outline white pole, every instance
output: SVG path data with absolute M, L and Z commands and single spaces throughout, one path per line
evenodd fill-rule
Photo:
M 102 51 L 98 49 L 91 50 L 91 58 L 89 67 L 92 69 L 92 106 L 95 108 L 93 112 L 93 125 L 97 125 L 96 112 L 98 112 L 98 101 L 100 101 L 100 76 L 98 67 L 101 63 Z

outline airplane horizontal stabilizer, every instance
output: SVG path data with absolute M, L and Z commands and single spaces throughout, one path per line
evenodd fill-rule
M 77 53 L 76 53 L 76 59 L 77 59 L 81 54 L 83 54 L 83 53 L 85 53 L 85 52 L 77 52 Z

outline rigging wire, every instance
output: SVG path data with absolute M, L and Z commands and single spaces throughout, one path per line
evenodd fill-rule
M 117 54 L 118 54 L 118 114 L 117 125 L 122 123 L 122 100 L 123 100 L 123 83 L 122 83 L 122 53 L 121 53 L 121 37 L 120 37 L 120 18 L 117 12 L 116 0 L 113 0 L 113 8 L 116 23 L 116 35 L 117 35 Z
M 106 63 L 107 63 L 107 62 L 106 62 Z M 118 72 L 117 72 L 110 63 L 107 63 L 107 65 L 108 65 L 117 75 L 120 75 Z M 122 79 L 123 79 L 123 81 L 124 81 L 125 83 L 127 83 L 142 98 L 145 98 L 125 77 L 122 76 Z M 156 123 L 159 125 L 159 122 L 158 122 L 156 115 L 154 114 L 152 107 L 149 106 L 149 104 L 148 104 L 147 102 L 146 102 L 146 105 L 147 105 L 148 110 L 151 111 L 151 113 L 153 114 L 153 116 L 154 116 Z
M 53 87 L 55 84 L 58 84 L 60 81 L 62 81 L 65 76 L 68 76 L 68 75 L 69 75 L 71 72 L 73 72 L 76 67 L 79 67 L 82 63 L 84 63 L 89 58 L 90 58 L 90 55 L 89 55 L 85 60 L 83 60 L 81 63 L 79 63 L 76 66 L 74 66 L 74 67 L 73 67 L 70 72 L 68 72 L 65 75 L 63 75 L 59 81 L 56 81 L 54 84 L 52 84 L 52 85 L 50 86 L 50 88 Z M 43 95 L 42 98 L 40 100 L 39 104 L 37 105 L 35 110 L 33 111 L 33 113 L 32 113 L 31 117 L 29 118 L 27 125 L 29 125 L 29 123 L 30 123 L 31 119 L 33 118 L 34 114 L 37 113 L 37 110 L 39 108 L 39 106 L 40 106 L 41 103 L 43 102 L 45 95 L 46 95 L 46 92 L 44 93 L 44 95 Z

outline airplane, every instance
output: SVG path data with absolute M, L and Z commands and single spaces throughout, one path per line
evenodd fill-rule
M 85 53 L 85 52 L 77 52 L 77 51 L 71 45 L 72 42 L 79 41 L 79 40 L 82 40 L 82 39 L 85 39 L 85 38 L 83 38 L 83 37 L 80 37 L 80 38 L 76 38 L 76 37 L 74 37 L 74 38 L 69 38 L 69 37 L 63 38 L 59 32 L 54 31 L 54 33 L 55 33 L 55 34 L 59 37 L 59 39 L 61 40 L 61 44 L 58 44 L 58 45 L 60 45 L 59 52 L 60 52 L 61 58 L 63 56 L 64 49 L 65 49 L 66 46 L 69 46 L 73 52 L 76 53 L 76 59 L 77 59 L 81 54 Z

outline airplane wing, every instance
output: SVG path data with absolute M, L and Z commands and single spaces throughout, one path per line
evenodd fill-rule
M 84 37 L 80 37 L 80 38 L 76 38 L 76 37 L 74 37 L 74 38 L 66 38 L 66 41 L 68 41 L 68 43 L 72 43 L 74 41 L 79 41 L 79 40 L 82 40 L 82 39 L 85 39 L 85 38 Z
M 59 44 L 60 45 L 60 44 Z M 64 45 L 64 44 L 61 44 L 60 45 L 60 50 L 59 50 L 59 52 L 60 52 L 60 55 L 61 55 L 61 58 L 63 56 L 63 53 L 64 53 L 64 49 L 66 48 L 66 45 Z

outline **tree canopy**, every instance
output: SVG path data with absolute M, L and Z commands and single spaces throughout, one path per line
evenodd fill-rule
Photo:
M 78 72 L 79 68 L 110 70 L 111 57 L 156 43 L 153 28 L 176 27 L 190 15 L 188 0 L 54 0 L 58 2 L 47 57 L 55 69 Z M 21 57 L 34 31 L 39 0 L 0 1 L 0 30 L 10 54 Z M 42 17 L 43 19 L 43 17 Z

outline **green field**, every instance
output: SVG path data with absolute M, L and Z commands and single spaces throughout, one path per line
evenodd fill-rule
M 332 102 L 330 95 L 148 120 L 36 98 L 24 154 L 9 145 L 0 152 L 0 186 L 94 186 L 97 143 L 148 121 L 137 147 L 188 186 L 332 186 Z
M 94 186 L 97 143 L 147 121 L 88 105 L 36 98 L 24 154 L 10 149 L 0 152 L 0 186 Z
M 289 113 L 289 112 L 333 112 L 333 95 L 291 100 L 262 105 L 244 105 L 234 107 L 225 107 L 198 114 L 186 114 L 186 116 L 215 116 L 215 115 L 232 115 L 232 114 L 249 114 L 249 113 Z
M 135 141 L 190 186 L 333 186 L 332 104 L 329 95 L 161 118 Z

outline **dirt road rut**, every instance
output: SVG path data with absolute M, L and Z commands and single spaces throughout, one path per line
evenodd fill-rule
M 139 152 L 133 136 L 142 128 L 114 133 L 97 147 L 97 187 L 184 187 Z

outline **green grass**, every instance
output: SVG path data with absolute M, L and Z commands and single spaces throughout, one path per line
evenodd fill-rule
┄┄┄┄┄┄┄┄┄┄
Rewrite the data starting at the line containing "outline rigging wire, every instance" and ending at the line containing "M 117 54 L 118", replacing "rigging wire" with "guy wire" and leaving everything else unchanged.

outline guy wire, every instance
output: SVG path data with absolute M, L and Z commands and single spaces throughout, one path per line
evenodd fill-rule
M 117 54 L 118 54 L 118 114 L 117 125 L 122 123 L 122 100 L 123 100 L 123 83 L 122 83 L 122 53 L 121 53 L 121 37 L 120 37 L 120 18 L 117 12 L 116 0 L 113 0 L 113 8 L 116 23 L 116 35 L 117 35 Z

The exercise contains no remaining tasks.